▸ Data supplied
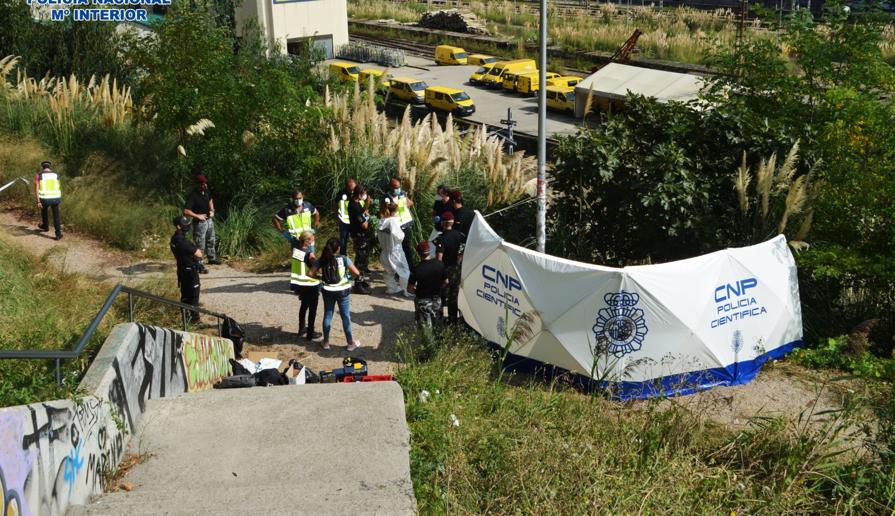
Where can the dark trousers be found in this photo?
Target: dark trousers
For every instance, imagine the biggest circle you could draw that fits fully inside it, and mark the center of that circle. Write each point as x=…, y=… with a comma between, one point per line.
x=407, y=244
x=452, y=292
x=344, y=231
x=307, y=313
x=188, y=281
x=44, y=222
x=361, y=251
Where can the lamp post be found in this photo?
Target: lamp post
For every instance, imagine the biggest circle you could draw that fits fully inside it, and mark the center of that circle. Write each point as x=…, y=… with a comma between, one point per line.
x=541, y=225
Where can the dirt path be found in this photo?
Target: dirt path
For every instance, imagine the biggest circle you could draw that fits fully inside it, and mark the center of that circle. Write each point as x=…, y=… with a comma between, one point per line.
x=268, y=311
x=261, y=303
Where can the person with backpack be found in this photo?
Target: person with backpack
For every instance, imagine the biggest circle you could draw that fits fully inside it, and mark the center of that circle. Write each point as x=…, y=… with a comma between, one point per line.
x=48, y=191
x=307, y=288
x=335, y=270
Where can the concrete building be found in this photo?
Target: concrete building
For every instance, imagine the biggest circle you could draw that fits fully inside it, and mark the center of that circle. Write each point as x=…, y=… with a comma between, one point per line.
x=291, y=24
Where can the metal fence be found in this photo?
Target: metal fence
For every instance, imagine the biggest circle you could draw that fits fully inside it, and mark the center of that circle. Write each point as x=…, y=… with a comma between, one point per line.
x=59, y=355
x=367, y=53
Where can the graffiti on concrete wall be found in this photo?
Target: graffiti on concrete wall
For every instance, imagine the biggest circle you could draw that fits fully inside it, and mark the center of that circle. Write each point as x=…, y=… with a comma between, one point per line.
x=59, y=453
x=206, y=360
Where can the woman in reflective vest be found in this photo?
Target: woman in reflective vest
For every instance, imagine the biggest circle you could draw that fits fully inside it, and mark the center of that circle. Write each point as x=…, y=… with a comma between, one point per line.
x=48, y=191
x=307, y=288
x=334, y=270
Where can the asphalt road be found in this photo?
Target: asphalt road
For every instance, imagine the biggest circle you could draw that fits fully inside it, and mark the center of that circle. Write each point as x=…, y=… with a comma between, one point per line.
x=491, y=105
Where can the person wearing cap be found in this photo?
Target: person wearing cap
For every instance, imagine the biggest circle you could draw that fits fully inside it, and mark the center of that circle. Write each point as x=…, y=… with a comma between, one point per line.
x=343, y=200
x=449, y=247
x=200, y=207
x=442, y=202
x=299, y=216
x=399, y=197
x=391, y=237
x=463, y=217
x=426, y=282
x=187, y=255
x=48, y=191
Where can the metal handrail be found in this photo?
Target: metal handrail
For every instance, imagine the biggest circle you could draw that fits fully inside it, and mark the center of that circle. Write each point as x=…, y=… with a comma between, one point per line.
x=60, y=355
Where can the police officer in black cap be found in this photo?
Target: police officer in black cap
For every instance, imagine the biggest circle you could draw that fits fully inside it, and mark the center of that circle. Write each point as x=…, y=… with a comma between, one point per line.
x=187, y=255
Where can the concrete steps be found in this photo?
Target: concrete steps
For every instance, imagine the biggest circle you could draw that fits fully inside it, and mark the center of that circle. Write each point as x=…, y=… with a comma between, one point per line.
x=293, y=449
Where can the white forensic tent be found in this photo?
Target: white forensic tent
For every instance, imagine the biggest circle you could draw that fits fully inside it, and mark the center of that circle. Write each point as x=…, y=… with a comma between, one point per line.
x=614, y=81
x=643, y=331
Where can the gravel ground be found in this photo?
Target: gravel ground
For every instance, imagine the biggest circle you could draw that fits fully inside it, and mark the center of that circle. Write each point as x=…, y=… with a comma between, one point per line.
x=268, y=311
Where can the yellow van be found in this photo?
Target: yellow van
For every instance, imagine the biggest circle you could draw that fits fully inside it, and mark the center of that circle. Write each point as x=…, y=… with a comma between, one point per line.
x=479, y=74
x=509, y=81
x=480, y=59
x=451, y=100
x=561, y=99
x=494, y=77
x=379, y=80
x=446, y=54
x=530, y=83
x=565, y=81
x=408, y=89
x=345, y=72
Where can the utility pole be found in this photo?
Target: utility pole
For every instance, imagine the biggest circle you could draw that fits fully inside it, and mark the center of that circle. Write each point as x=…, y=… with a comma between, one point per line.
x=542, y=133
x=510, y=123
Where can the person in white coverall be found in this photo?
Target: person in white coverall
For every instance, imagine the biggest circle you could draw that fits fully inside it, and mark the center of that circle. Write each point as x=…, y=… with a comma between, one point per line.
x=392, y=258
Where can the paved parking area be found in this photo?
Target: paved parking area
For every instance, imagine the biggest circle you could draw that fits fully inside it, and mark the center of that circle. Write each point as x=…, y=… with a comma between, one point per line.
x=491, y=105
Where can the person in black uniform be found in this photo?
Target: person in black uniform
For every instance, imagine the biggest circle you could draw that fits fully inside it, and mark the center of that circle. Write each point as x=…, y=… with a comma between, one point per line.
x=426, y=282
x=449, y=247
x=462, y=216
x=187, y=255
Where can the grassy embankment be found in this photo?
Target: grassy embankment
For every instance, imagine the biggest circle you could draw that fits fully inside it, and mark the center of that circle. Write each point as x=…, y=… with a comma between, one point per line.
x=525, y=445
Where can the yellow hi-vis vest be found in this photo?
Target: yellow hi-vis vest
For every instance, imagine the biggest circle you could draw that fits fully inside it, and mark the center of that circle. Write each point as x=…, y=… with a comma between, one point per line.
x=404, y=215
x=343, y=209
x=48, y=187
x=344, y=282
x=300, y=270
x=299, y=223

▸ Work request
Only the lines from the first line of the data above through the line with "Target: dark trousers" should appear in the answer, retyped exactly, with every picture left out.

▸ Output
Where can the dark trousers be found in this photo?
Target: dark trousers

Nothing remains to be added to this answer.